» Text excerpt
** START **
He didn’t look like a killer.
No. Not this squat, stocky man with the hook nose, the nervous smile, and the brown eyes that darted across the prison meeting room, sizing up the metal chairs, the wooden table, the prison guards, and, finally, me.
But killer he was. And, as I would soon discover, Hassan Salameh was proud of the deaths he had caused.
I had traveled all morning to this maximum-security detention center in the Negev desert of southern Israel, leaving my Jerusalem hotel at dawn in a cramped Toyota with a driver, a translator, and a photographer. It was Sunday, the first day of the workweek in Israel, and we wanted to embark before the morning traffic clogged the city’s roads and highways.
As the sun peeked over the Mount of Olives, we drove along the stone walls of Jerusalem’s Old City and rolled by a row of palm trees by the Damascus Gate. We crossed Jaffa Road, then cut through the western hills and passed the patches of sleek cedars and the craggy limestone outcroppings that take on a soft, rose-colored glow in the early morning sun. After several miles, the land sloped downward to a grassy plain that stretched like a lush, green blanket all the way to the Mediterranean Sea. For centuries, these flatlands were considered a convenient, all-too-inviting pathway for invading armies who saw Jerusalem as a prize to capture. On this day, the only invaders were a line of tired-looking trucks carting crates of vegetables from Israeli farms and commuters rushing to their city jobs.
“So you want to talk to Salameh?” the Israeli prison officer asked when he called my Jerusalem hotel a day earlier.
“Yes,” I said.
“We’re talking about a high-profile terrorist with a lot of blood on his hands,” the officer said.
“I know,” I answered. “Several of his victims were Americans. That’s why I want to speak to him.”
The officer paused.
“But I don’t know if he’ll talk to you.”
* * *
My journey to the prison in the desert did not start in Jerusalem or even with that brief phone call. In ways I never could have expected at the time, it began several years earlier and thousands of miles away—on a Hudson River pier in Jersey City, New Jersey.
On the morning of September 11, 2001, I stepped from that pier to the deck of a tugboat and crossed the Hudson to reach the sixteen-acre landscape of national pain that came to be known as “Ground Zero.” Standing on the deck with me that morning was a team of Jersey City firefighters who volunteered to rescue survivors from the rubble and several Roman Catholic priests who pledged to pray over the dead—all of us heading into a landscape and, indeed, a nation that had become suddenly surreal.
** END **
» Recorded information
** START **
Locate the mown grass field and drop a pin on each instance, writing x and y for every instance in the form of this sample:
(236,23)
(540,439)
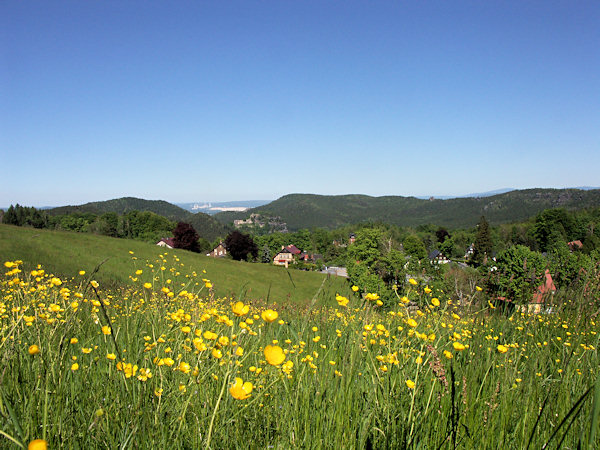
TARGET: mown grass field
(66,253)
(168,363)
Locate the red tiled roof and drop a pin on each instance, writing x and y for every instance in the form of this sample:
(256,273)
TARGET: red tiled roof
(168,241)
(544,289)
(293,249)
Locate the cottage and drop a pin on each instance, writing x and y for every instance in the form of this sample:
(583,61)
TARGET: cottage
(286,256)
(437,257)
(309,257)
(542,294)
(166,242)
(470,251)
(220,251)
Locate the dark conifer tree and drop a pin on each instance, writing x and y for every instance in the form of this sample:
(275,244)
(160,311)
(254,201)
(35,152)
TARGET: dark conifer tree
(185,237)
(240,245)
(483,242)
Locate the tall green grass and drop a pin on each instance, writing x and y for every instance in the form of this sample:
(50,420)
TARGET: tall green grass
(66,253)
(350,385)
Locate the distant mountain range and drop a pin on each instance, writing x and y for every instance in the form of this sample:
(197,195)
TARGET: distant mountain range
(309,210)
(300,211)
(217,207)
(206,226)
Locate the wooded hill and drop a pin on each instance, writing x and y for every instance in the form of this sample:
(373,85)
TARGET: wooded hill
(206,226)
(308,210)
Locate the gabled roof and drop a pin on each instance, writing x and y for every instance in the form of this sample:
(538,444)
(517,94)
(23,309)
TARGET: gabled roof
(434,254)
(293,249)
(168,241)
(547,288)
** END **
» What is needed
Answer from the text excerpt:
(a) On what day of the week did the trip to the detention center take place?
(b) In what desert is that detention center?
(c) What did the narrator step onto from the Hudson River pier on September 11, 2001?
The lines come from a different source than the text excerpt.

» Exercise solution
(a) Sunday
(b) The Negev desert of southern Israel
(c) The deck of a tugboat